PROBLEM A: Tally the lines in the records below that contain the string "dark", treating the match as case-sensitive, and reply with the number alone.

+++ SOURCE PASSAGE +++

The most serious bottleneck is high-voltage transformers. Lead times for such transformers were 24–30 months before 2020, but have since stretched to as long as five years. That timing is particularly problematic for AI data centers, where deployment cycles are under 18 months.
Philippe Piron, CEO of GE Vernova’s Electrification division, is quoted saying: “AI companies want something in under 18 months, but the market cannot deliver.”
To address the shortage, companies are turning to global markets. Canada, Mexico and South Korea have become major suppliers of high-voltage transformers for U.S. AI data centers.
Still, dependence on China extends beyond transformers. China accounts for more than 40% of U.S. imported batteries, while its share in some transformer and switchgear segments is near 30%.
Benjamin Boucher, a senior analyst at Wood Mackenzie, said: “With insufficient domestic manufacturing capacity, people are almost forced to seek export markets.”
The report highlights a tension with U.S. trade policy. In December, the Trump administration stated that “there will be only one winner, and that may be the United States or China.” While the administration wants the U.S. to win, its America First approach includes tariff barriers intended to curb imports, placing data-center companies in a difficult position.
Over the past decade, U.S. efforts to bring production home have not produced meaningful domestic capacity growth, leaving companies reliant on China despite tariffs and potential national-security risks.
The report argues that if shortages of transformers, switchgear and batteries are not resolved, even trillions of dollars in AI investment may not translate into real AI capacity. Deployment, it says, will depend on the availability of power infrastructure rather than capital or computing hardware.
In this framing, the AI competition between the U.S. and China is intensifying, yet the U.S. still relies on China for components viewed as “small” relative to chips and computing—components that can determine whether data-center projects can be completed on time.

+++

PROBLEM B: List every country named in the passage on power equipment for AI data centers.

+++ INPUT +++

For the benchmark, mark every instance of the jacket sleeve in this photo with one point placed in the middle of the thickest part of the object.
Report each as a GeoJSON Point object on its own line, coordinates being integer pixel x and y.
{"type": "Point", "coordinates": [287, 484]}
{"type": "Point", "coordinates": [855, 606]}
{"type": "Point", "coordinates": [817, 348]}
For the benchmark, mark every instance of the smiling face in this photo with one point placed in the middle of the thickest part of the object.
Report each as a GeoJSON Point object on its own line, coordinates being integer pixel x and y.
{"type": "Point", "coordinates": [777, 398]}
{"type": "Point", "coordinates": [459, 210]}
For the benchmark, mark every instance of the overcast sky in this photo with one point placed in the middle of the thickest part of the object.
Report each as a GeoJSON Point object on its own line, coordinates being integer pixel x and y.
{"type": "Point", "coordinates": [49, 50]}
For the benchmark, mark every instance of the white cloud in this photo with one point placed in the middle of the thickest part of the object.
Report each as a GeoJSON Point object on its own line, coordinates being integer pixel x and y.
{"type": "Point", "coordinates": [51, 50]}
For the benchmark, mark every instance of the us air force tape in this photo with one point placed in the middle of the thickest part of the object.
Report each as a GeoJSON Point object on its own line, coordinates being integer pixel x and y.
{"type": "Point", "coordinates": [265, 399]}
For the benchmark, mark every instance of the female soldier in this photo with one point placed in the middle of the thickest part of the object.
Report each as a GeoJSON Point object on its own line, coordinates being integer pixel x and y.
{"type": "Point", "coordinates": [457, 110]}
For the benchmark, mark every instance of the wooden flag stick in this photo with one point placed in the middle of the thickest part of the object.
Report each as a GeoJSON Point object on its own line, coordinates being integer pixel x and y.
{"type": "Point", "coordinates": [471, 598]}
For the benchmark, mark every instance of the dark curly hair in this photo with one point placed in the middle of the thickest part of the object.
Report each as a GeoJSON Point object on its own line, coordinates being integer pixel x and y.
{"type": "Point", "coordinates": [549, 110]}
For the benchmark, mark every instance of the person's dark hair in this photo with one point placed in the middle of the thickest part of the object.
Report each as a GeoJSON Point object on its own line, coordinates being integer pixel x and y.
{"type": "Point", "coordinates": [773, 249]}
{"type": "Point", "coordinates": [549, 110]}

+++

FULL RESPONSE A: 2

FULL RESPONSE B: Canada, Mexico, South Korea, China, United States